THE TASK
Please show, copied in full, each line of the data below that contains the word "brown".

DATASET
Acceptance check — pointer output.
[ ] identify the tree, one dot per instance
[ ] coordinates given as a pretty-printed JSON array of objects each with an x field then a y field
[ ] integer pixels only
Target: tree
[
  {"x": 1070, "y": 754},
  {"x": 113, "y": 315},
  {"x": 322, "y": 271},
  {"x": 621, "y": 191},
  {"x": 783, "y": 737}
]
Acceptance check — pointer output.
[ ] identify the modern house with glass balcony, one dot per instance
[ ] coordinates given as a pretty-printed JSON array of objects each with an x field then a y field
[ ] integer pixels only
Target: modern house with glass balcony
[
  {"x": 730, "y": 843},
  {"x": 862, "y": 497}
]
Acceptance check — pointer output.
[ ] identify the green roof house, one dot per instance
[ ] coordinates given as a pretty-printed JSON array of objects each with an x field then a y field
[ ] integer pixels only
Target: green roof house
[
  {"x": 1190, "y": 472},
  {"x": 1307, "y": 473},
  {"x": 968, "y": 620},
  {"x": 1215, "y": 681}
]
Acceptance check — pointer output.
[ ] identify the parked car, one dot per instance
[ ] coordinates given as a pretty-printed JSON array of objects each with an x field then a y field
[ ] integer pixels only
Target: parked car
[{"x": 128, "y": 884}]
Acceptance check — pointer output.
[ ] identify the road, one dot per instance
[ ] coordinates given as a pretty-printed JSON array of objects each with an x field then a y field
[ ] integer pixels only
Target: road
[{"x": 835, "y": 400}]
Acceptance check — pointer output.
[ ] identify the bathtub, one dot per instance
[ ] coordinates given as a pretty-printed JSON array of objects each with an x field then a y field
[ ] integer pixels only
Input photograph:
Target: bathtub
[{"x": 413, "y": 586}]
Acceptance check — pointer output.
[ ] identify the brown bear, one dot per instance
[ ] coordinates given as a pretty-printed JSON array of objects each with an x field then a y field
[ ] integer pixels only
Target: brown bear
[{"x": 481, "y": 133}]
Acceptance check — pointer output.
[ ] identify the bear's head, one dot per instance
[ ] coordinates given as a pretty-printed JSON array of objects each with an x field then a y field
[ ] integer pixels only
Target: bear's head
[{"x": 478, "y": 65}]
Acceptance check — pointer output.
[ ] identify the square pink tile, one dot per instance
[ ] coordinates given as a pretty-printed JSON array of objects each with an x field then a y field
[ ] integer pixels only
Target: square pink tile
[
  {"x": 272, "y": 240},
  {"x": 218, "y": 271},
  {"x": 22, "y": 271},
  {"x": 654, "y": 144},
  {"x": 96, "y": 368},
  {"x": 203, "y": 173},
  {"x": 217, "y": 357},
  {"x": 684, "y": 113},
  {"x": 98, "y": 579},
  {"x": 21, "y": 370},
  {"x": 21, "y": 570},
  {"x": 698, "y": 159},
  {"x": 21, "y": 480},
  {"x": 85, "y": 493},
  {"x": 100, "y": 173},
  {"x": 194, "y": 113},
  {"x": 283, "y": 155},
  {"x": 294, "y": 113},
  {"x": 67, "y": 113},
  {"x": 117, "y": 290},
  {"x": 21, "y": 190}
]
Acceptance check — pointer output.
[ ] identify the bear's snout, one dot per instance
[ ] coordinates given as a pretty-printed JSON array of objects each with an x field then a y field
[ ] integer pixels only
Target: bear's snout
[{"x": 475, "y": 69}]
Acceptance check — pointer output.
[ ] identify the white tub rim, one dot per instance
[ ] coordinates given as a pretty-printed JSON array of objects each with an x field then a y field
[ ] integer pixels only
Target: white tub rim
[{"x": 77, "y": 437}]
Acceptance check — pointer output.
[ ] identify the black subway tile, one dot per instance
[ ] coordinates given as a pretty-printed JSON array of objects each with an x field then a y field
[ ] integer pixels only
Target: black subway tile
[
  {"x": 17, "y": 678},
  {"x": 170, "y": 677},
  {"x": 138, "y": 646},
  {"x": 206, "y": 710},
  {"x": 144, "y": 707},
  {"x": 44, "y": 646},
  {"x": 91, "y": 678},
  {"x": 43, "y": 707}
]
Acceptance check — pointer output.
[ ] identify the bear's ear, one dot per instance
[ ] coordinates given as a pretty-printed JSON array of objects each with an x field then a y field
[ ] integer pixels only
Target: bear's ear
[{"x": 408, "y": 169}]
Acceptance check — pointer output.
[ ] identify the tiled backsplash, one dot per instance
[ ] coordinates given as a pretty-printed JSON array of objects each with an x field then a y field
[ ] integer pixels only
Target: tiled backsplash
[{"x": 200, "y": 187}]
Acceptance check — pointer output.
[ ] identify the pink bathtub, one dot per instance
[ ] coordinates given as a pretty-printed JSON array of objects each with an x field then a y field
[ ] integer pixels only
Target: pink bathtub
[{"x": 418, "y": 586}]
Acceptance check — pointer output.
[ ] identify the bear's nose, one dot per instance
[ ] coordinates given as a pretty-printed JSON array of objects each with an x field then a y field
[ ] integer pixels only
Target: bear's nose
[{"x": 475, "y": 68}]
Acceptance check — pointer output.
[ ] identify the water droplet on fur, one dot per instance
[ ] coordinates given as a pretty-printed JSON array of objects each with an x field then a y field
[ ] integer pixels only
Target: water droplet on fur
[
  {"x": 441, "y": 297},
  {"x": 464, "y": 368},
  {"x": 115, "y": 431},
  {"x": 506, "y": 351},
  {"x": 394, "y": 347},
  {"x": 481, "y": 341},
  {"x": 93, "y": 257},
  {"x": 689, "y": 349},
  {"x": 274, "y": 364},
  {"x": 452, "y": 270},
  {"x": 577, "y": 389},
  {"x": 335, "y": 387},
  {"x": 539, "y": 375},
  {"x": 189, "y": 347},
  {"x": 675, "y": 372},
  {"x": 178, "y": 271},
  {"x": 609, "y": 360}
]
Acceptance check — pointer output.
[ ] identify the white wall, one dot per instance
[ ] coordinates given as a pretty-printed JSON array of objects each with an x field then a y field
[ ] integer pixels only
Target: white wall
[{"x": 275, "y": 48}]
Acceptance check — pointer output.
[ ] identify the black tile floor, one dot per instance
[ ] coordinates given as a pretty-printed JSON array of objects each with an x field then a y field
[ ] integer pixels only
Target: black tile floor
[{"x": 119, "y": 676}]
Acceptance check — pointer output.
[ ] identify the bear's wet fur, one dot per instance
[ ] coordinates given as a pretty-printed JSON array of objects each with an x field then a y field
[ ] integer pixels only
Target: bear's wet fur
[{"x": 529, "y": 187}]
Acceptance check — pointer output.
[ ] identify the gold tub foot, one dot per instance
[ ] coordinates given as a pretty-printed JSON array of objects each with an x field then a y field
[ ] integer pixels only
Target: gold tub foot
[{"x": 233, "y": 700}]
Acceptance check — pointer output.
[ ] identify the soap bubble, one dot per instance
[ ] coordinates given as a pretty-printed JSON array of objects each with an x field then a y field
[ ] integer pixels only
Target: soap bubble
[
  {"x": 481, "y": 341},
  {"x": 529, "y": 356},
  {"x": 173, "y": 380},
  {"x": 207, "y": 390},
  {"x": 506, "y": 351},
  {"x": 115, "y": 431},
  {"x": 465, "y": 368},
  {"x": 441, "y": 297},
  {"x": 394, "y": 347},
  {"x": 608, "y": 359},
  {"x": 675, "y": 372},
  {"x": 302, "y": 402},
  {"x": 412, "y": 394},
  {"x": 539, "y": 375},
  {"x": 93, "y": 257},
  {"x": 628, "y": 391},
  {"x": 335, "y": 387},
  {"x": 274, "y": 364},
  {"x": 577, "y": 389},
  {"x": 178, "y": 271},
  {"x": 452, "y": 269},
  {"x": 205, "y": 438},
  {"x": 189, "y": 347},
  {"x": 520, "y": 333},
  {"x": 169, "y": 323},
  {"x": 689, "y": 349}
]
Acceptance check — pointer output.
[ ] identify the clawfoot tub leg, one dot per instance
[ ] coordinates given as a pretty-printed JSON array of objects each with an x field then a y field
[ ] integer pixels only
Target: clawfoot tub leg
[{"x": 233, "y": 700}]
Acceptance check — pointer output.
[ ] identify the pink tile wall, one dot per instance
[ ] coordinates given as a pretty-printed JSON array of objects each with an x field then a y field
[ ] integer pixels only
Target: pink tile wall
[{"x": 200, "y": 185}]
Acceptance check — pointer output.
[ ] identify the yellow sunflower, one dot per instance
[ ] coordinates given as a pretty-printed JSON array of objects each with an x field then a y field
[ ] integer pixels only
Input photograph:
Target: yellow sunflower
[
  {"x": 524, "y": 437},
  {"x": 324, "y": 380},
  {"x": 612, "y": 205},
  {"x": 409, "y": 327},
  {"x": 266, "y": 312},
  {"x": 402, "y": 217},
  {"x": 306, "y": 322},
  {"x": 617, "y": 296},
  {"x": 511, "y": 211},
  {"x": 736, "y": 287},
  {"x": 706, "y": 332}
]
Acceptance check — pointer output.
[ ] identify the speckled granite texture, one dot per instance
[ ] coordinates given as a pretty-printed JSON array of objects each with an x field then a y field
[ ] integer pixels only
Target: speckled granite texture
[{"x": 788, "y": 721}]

ANSWER FOR THE TASK
[ ] identify the brown bear, one dot per instance
Target: brown bear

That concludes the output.